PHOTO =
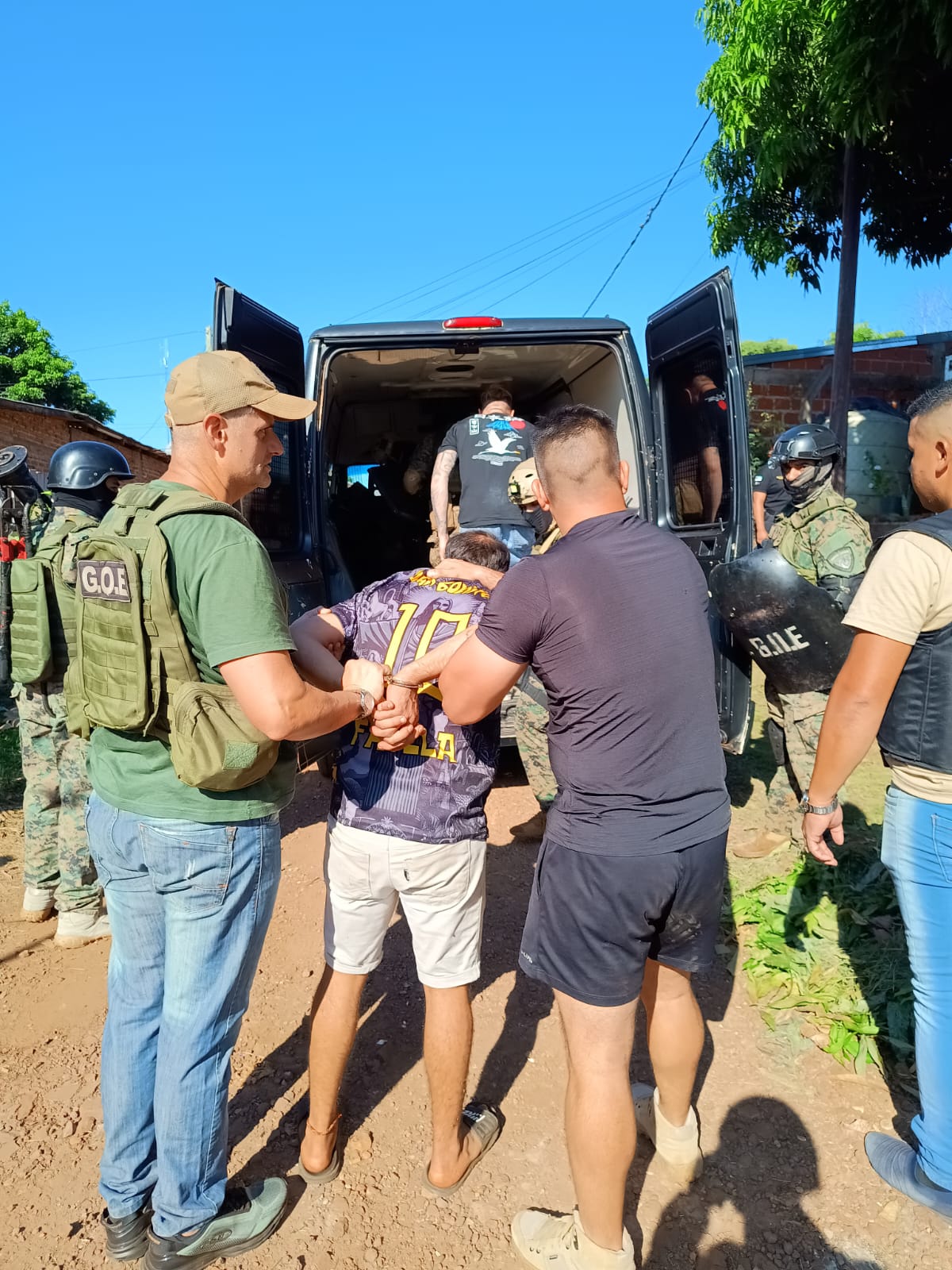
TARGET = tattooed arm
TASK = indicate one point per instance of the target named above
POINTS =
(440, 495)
━━━━━━━━
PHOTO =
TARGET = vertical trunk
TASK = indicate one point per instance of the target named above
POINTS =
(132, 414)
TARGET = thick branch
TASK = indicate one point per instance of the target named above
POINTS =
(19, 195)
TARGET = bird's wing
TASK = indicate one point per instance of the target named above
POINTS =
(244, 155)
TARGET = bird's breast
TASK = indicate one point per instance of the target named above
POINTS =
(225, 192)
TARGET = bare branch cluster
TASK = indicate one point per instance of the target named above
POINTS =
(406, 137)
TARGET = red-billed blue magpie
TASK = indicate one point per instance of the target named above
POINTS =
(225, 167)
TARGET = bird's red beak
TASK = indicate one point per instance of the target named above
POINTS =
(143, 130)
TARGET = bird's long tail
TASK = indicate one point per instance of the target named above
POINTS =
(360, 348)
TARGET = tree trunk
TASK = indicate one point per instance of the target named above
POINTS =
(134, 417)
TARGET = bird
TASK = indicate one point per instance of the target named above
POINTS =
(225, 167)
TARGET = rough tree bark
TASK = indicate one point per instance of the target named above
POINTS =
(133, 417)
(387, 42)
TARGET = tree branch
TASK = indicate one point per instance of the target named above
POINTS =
━━━━━━━━
AIM:
How many lines in the data above contain the string "branch", with case counting? Reply with the number alone.

RESPONSE TO THE EXERCISE:
3